PROBLEMS AND TASKS =>
A) From the grammar checker text, list the three tasks assigned to the LFG-based c-structure to f-structure mapping algorithm.
B) Extend the grammar checker text, picking up after its final sentence.

DOCUMENT TEXT =>
○ ○ ○ ○ ○
Fig.2 Browser for Functional Annotation with
Structural representation
2. GRAMMCHECK
The second application is a Grammar Checker for
Italian students of German and English. The one
for students of English is based on GETARUNS
and uses a highly sophisticated grammar which is
however a completely separated system from the
one presented here and requires a lot more space
for its presentation – see [13, 14]. It is available
under Internet and will be shown as such.
The one for students of German on the contrary,
is based on the shallow parser of Italian used to
produce the syntactic constituency for the
National Treebank. The output of the parser is a
bracketing of the input tagged word sequence
which is then passed to the higher functional
processor. This is an LFG-based c-structure to f-
structure mapping algorithm which has three
tasks: the first one is to compute features from
heads; the second one is to compute agreement.
The third task is to impose LFG’s grammaticality
principles: those of Coherence and Consistency,
i.e. number and type of arguments are constrained
by the lexical form of the governing predicate.
The parser is an RTN which has been endowed
with a grammar and a lexicon of German of about
8K entries. The grammar is written in the usual
arc/transition nodes formalism, well-known in
ATNs. However, the aim of the RTN is that of
producing a structured output both for wellformed
and illformed grammatical sentences of German.
To this end, we allowed the grammar to keep part
of the rules of Italian at the appropriate structural
level, though. Grammar checking is not
accomplished at the constituent structure building
level, but at the f-structure level.
2.1 THE SHALLOW PARSER
The task of the Shallow Parser is that of creating
syntactic structures which are eligible for
Grammatical Function assignment. This task is
made simpler given the fact that the disambiguator
will associate a net/constituency label to each
disambiguated tag. Parsing can then be defined as
a Bottom-Up collection of constituents which
contain either the same label, or which may be
contained in/be member of the same net/higher
constituent. No attachment is performed in order
to avoid being committed to structural decisions
which might then reveal themselves to be wrong.
We prefer to perform some readjustment
operations after structures have been built rather
than introducing errors from the start.
Readjustment operations are in line with LFG
theoretical framework which assumes that f-
structures may be recursively constituted by
subsidiary f-structures, i.e. by complements or
adjuncts of a governing predicate. So the basic
task of the shallow parser is that of building
shallow structures for each safely recognizable
constituent and then pass this information to the
following modules.
○ ○ ○ ○ ○
COLLECTED DATA =>
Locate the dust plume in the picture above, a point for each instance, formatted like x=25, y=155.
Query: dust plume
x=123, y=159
○ ○ ○ ○ ○
SOLVED TASKS =>
A)
1. Computing features from heads
2. Computing agreement
3. Imposing LFG's grammaticality principles of Coherence and Consistency

B)
2.2 Syntactic Readjustment Rules
Syntactic structure is derived from shallow
structures by a restricted and simple set of
rewriting operations which are of two categories:
deletions, and restructuring. Here are some
examples of both:
a. Deletion
Delete structural labels internally with the same
constituent label that appears at the beginning as
in Noun Phrases, whenever a determiner is taken
in front of the head noun;
b. Restructuring
As explained above, we want to follow a policy of
noncommittal as to attachment of constituents:
nonetheless, there are a number of restructuring
operations which can be safely executed in order
to simplify the output without running the risk of
taking decisions which shall have later to be
modified.
Restructuring is executed taking advantage of
agreement information which in languages like
Italian or German, i.e. in morphologically rich
languages, can be fruitfully used to that aim. In
particular, predicative constituents may belong to
different levels of attachment from the adjacent
one. More Restructuring is done at sentence level,
in case the current sentence is a coordinate or
subordinate sentence.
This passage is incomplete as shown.